=== Text ===
******

Ely Abbey was an Anglo-Saxon monastic establishment on the Isle of Ely first established in 673 by Æthelthryth the daughter of Anna, King of East Anglia. The first establishment was destroyed by the Danes in 870, but Edgar, King of England re-established the monastery in 970 as part of the English Benedictine Reform.

==First establishment==
The precise siting of Æthelthryth's original monastery is not known. It was built on land she had received from her late husband, Tondberct, "prince of the South Gyrwas", as a morning gift.

The original Abbey was established in 673 as a double monastery with facilities for both monks and nuns. Athelthryth's sister, Seaxburh married King Eorcenberht of Kent. Upon her husband's death, she served as regent for her son, Ecgberht. Despite having founded abbeys at Milton Regis and Minster-in-Sheppey (where her daughter, Ermenilda was a nun), she subsequently chose to retire to her sister's foundation at Ely. When Athelthryth died in 679, Seaxburh succeeded her as abbess.

******

=== Available data ===
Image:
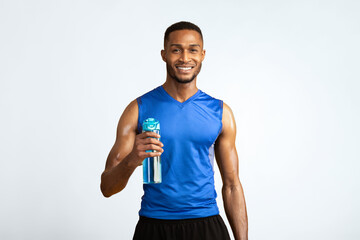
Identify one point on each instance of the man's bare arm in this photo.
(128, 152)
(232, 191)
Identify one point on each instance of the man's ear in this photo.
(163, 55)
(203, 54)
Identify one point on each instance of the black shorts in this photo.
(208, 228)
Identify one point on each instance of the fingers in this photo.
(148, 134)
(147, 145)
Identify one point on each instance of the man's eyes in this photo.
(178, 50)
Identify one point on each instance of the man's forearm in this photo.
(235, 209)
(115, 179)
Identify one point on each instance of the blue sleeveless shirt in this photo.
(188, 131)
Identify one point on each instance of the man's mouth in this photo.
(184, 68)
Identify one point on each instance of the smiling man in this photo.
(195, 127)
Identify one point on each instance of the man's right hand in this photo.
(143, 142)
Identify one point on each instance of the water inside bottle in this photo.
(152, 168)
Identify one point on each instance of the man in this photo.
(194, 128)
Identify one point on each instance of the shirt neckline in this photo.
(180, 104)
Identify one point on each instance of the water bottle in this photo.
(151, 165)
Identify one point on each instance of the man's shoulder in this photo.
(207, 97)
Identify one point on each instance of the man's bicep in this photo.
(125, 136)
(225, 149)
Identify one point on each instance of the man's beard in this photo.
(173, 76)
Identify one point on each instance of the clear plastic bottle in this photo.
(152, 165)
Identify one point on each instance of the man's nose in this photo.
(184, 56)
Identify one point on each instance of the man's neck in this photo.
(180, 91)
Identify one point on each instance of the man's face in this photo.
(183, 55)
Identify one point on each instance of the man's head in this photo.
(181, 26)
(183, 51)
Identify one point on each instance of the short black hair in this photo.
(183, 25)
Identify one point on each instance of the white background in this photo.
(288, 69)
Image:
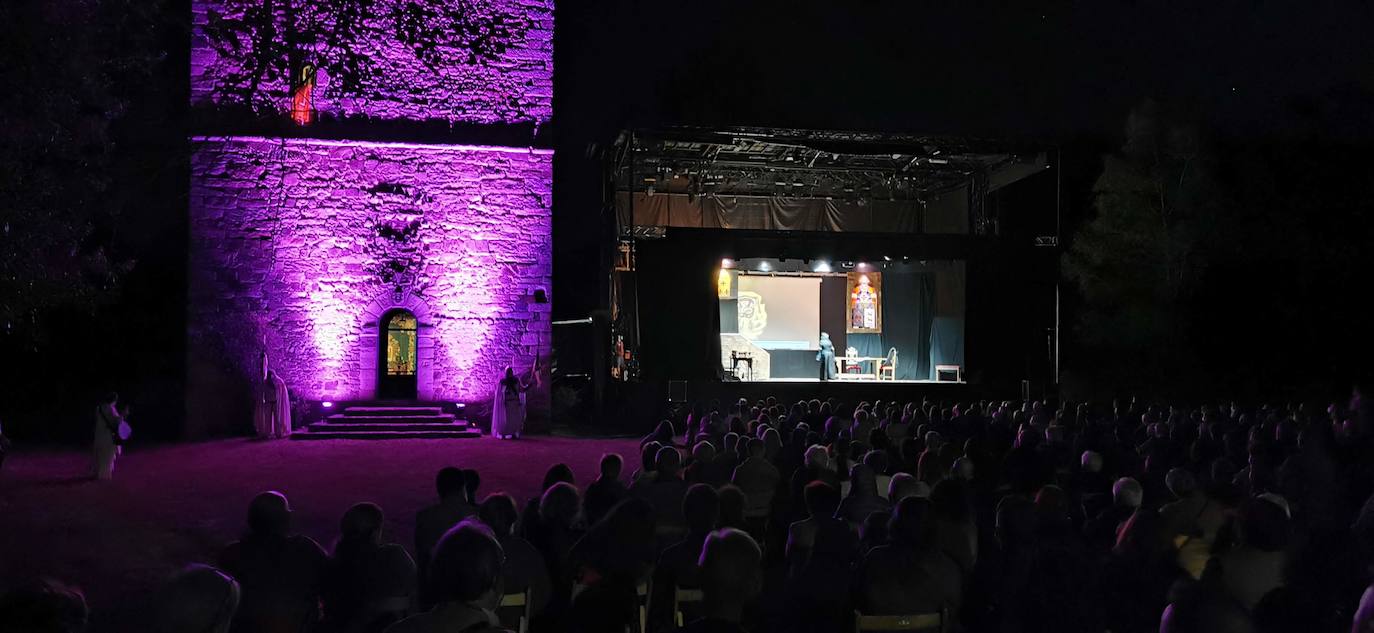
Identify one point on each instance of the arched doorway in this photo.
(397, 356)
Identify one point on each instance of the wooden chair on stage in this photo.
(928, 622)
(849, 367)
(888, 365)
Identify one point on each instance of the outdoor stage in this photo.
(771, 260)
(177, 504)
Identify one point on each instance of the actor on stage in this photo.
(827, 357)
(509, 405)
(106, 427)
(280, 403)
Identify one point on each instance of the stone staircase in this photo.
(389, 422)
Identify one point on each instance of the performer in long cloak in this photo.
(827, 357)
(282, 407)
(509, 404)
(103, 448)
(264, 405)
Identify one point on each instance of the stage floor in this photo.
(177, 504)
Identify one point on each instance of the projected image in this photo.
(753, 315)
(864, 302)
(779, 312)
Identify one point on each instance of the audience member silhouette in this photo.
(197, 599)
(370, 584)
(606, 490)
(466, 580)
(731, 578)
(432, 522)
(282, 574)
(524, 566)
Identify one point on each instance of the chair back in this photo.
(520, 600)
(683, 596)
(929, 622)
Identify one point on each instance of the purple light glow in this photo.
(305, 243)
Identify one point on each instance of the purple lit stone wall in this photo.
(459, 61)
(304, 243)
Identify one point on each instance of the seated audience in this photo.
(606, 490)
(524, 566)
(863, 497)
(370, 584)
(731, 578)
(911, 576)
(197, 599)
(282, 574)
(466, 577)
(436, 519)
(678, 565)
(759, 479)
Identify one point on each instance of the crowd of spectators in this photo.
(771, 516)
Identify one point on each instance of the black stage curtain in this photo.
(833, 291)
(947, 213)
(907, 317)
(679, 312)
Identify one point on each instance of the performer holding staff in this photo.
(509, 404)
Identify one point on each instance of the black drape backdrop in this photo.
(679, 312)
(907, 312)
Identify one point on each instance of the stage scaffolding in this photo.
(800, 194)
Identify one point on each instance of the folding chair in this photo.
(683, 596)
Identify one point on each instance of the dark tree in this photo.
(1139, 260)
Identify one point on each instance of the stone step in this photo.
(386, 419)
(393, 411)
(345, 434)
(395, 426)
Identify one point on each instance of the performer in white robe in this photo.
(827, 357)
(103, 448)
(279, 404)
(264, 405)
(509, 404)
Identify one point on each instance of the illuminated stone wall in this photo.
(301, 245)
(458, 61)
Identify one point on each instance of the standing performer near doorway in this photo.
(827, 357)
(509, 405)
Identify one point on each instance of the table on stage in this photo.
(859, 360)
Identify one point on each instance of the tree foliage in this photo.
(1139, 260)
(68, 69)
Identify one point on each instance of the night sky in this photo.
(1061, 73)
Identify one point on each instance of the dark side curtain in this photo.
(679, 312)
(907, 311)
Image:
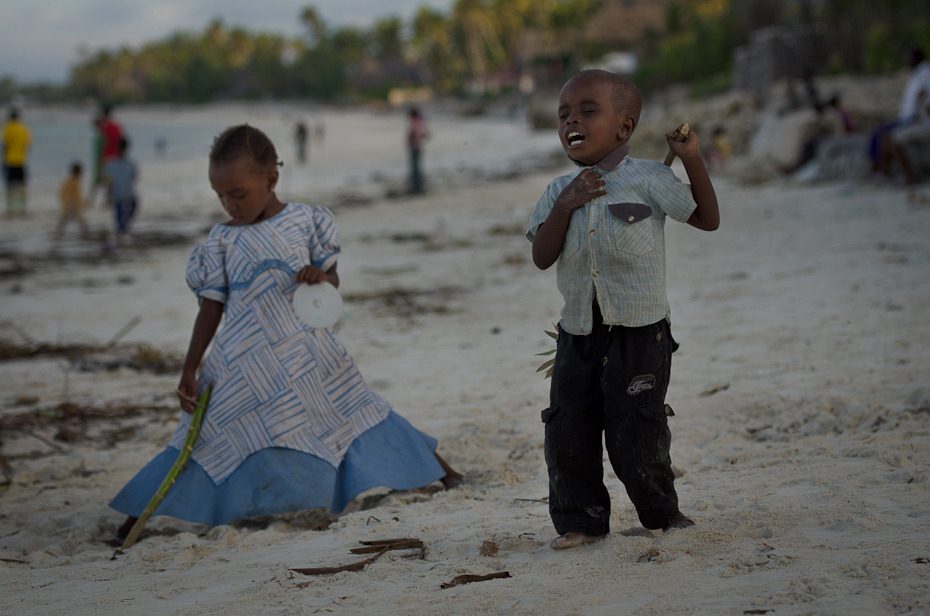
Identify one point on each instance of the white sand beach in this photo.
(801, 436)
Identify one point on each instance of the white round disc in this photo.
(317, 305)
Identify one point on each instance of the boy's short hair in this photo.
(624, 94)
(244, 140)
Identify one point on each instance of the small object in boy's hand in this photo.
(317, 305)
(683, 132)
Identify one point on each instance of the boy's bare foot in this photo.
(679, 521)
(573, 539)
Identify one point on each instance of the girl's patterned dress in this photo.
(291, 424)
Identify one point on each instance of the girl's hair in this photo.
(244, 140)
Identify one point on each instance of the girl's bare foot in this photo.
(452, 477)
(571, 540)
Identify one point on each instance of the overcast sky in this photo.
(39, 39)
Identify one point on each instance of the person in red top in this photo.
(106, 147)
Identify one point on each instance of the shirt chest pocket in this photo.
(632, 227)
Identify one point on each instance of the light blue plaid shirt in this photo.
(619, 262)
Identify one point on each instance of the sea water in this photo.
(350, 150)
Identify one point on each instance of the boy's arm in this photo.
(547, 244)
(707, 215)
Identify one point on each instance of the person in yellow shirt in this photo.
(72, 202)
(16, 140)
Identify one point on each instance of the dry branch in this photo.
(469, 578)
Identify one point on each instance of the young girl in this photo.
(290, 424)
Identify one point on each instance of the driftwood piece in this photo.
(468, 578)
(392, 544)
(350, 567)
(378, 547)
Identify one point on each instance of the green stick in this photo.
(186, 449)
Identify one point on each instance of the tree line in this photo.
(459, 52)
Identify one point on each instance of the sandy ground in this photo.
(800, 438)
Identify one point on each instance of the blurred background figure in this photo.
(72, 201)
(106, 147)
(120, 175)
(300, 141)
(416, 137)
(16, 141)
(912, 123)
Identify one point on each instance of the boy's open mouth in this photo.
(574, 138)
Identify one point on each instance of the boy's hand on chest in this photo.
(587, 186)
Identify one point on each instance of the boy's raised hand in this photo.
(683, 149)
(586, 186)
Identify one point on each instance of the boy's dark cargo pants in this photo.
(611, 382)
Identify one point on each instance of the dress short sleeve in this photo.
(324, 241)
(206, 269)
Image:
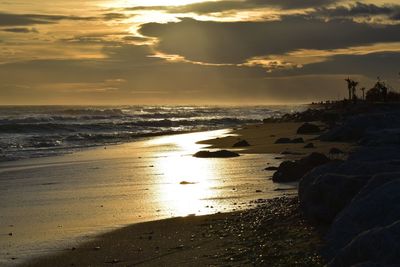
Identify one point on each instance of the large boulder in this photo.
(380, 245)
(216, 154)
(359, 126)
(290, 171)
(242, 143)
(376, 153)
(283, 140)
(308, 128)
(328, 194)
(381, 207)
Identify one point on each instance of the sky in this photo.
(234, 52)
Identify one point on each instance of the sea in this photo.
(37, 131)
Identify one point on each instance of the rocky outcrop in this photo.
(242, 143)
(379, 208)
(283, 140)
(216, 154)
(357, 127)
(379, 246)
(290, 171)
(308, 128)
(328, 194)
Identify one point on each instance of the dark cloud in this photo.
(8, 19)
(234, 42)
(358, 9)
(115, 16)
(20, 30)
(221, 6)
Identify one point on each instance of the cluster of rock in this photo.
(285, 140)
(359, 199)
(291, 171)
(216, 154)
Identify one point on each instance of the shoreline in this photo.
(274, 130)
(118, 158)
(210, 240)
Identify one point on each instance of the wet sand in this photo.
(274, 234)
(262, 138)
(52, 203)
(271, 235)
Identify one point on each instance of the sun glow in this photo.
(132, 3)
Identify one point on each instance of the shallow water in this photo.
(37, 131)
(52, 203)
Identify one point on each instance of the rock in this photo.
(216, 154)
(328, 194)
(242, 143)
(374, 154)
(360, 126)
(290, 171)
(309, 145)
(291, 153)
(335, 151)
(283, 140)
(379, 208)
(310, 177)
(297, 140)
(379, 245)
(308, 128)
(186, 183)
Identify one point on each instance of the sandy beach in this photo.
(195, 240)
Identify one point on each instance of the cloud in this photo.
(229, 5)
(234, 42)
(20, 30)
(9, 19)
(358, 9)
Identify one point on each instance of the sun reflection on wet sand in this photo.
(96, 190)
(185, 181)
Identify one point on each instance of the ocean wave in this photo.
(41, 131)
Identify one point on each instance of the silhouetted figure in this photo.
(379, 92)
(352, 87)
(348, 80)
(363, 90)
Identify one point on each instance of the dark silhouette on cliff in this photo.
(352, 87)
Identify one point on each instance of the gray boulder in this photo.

******

=== What needs to be done ===
Rewrite the paragraph of the Ely Abbey text beginning "The original Abbey was established" as a short bulleted list that keeps its main facts. The records are separate material, unrelated to the Ely Abbey text.

=== Answer section ===
- The original Abbey was established in 673 as a double monastery, with facilities for both monks and nuns.
- Athelthryth's sister, Seaxburh, married King Eorcenberht of Kent and, after his death, served as regent for her son, Ecgberht.
- Seaxburh founded abbeys at Milton Regis and Minster-in-Sheppey, where her daughter Ermenilda was a nun.
- Seaxburh later retired to her sister's foundation at Ely.
- When Athelthryth died in 679, Seaxburh succeeded her as abbess.